■ Document extract:
---
The "why" that is a question of existence is met with "Why not?" Creatures exist in numbers and with a degree of diversity that we cannot count. We can only estimate. That one more exists is not a matter of surprise requiring explanation, although its individual characteristics might be. We question why one would ask the question.

The same goes for religious philosophy. We are being told we should respect the serious work done by philosophers on these fundamental questions. Instead, we look at what we know of the world around us and ask why anyone is asking. Can the questions that made sense when religious philosophy mediated between competing ideas still produce any answers with meaning today, when religious philosophy is being used to defend its own existence in a world that continually reveals its secrets to us?

Michael Ruse thinks we must grapple today with "Does a creator god exist?" because someone else once did. Instead, we look at our universe and ask what "creation" would even mean in this context. When we understand that we don't know whether our universe has always existed, whether time is a meaningful concept outside the bounds of our universe, whether our universe is the only one, it is perfectly valid to look askance at those who assume creation in order to ask about gods. When we know from our scientific pursuits that humans have a tendency to anthropomorphize, it is important to demonstrate not just that the question can be asked, but that it can lead to a meaningful answer.
---
Data extracted from a collection:
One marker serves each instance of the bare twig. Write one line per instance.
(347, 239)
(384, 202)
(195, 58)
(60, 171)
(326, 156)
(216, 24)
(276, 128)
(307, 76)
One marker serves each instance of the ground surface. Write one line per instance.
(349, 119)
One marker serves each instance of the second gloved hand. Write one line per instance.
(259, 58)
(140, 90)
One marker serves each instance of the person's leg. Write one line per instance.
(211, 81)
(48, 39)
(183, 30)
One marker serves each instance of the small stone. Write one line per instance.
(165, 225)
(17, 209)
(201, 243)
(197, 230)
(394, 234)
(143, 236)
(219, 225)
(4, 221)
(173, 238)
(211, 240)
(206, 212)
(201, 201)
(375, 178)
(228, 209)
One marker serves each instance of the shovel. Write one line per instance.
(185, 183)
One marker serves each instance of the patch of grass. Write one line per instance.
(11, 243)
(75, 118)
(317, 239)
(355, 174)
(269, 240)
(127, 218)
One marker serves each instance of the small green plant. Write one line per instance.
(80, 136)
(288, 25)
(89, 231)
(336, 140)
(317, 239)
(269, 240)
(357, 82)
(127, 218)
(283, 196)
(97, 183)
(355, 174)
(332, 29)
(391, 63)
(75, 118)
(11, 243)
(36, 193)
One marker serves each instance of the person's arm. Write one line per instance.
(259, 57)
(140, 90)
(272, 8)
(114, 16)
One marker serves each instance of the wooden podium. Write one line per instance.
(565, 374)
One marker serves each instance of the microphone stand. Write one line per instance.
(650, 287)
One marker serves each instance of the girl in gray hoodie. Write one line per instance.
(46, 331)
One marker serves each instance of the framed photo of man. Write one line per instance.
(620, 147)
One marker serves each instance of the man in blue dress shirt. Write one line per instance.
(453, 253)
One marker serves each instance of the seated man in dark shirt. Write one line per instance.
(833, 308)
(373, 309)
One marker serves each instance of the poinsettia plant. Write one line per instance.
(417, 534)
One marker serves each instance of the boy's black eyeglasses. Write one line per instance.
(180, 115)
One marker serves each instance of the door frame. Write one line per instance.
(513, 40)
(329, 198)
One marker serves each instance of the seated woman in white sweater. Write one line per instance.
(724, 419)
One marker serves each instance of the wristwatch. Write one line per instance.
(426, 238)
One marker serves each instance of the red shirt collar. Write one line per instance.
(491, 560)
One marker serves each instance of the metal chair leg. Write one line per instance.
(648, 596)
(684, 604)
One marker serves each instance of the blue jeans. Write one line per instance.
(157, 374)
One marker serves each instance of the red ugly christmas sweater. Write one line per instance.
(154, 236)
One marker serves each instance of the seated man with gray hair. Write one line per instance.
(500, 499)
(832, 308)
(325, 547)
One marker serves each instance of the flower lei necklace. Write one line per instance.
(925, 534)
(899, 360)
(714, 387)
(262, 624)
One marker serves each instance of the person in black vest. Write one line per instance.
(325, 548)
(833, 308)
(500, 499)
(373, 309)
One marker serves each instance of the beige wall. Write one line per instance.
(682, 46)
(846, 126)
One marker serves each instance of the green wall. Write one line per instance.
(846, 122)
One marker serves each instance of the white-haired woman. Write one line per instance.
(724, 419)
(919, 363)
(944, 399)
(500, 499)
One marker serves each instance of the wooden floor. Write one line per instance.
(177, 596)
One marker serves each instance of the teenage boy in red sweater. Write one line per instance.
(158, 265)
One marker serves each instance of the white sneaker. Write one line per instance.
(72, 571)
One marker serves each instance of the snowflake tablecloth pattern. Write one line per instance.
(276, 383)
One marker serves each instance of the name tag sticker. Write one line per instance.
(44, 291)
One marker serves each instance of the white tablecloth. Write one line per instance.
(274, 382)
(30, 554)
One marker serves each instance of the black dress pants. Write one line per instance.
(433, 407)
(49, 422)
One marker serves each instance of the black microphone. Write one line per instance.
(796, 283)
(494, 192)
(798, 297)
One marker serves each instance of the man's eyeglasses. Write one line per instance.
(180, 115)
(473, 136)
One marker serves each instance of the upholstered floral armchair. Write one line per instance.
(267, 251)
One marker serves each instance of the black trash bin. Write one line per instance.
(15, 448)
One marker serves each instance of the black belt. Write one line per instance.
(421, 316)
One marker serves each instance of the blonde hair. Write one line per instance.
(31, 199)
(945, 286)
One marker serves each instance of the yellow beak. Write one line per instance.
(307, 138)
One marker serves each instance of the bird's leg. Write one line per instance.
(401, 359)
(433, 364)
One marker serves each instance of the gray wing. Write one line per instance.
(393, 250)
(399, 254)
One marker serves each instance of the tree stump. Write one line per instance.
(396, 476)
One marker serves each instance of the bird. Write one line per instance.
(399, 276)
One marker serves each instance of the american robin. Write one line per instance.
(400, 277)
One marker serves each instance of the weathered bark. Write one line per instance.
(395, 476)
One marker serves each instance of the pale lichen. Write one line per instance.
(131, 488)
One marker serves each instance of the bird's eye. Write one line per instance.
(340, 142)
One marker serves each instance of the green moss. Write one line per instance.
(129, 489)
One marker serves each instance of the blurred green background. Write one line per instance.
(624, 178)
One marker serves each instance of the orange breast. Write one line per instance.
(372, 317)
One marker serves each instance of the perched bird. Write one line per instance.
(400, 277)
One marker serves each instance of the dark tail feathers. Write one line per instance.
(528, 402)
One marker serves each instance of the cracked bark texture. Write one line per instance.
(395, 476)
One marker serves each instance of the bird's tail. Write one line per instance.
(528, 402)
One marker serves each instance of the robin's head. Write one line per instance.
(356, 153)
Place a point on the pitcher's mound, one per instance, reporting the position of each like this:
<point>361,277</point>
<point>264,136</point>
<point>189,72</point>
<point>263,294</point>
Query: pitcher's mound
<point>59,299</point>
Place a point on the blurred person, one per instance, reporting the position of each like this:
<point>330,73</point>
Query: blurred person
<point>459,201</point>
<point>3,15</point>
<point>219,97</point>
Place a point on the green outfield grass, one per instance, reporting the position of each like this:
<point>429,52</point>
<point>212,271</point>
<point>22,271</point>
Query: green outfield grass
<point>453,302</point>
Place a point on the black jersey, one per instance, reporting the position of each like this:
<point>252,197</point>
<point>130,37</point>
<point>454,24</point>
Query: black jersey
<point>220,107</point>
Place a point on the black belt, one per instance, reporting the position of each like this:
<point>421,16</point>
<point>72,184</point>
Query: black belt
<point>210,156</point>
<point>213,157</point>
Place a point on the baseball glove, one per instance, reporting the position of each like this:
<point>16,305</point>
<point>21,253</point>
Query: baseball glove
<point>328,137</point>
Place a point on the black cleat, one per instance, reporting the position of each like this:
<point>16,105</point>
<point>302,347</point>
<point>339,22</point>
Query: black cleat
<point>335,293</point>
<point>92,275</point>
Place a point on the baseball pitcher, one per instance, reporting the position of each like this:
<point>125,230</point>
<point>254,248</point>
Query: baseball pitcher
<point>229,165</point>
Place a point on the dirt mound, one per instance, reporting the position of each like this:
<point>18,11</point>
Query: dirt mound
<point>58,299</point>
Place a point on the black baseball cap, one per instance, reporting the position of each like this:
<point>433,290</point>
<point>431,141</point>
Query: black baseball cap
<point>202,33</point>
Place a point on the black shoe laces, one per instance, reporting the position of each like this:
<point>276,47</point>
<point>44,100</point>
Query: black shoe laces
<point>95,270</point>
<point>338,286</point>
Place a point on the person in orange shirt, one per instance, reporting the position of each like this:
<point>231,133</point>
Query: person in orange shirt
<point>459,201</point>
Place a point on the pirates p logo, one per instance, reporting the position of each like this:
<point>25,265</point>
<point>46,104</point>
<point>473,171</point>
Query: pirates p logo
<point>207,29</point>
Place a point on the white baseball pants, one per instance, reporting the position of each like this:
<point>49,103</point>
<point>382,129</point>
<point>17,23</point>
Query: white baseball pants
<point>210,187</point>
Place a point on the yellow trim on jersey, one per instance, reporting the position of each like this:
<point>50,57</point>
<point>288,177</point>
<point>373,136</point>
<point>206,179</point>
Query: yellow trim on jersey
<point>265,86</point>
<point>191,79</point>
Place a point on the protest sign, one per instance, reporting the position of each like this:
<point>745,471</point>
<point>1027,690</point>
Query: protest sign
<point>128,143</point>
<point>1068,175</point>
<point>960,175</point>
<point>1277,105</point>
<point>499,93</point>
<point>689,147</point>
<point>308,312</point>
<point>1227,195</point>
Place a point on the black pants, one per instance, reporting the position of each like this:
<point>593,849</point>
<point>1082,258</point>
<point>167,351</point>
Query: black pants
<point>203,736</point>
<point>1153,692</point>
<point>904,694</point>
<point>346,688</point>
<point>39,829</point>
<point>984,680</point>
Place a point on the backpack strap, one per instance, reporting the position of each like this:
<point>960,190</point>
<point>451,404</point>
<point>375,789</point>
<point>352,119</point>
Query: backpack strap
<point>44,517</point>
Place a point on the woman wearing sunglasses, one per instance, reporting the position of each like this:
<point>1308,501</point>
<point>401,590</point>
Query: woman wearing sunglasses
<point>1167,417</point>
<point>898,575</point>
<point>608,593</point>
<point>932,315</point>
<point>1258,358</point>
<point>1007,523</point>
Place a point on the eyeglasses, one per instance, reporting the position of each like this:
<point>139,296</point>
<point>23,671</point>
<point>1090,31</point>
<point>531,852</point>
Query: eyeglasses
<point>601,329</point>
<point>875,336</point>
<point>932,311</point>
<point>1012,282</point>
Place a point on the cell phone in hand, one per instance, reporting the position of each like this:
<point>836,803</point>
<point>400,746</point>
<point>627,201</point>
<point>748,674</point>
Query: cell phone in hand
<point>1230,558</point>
---
■ Problem set:
a: In the essay excerpt on religious philosophy, what question does Michael Ruse think we must grapple with today?
b: Proceed with the essay excerpt on religious philosophy, writing on from its final sentence.

■ Answers below:
a: Ruse thinks we must grapple with the question "Does a creator god exist?"

b:
The same goes for the "special place of humans" and "eternal salvation." The idea that human exceptionalism is any more valid than hummingbird exceptionalism cannot be taken for granted. Claims to the contrary require privileging one's own frame of reference over all others. Until those who apply vast amounts of logic to the "problem" can make a convincing case that their question is more important than the question of the "special place of bacteria," they haven't demonstrated that their work is worth my respect. Neither has anyone who mistakes unsupported dualism for a philosophical question in desperate need of an answer.

Until these questions are phrased in ways that reflect what science has taught us about the world, all the philosophical work done on them may be perfectly logical and rigorous, but it still hasn't established that it isn't pseudophilosophy, grand edifices built atop faulty questions. Until it has, it hasn't demonstrated that it's worthy of our time, our attention, and our respect.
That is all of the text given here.